━━ Records to use ━━
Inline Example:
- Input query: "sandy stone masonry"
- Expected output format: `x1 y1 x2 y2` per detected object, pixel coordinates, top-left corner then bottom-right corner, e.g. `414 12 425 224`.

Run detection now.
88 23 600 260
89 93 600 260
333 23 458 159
━━━
### Goal
Retype the records above character for character, with the same line breaks, punctuation, and spacing.

### Answer to the exercise
Inline Example:
- Input query: "sandy stone masonry"
- Expected output format: `x1 y1 x2 y2` per detected object, pixel coordinates, top-left corner then bottom-right corner, e.g. `414 12 425 224`.

Run detection now.
88 23 600 260
89 93 600 260
333 23 458 159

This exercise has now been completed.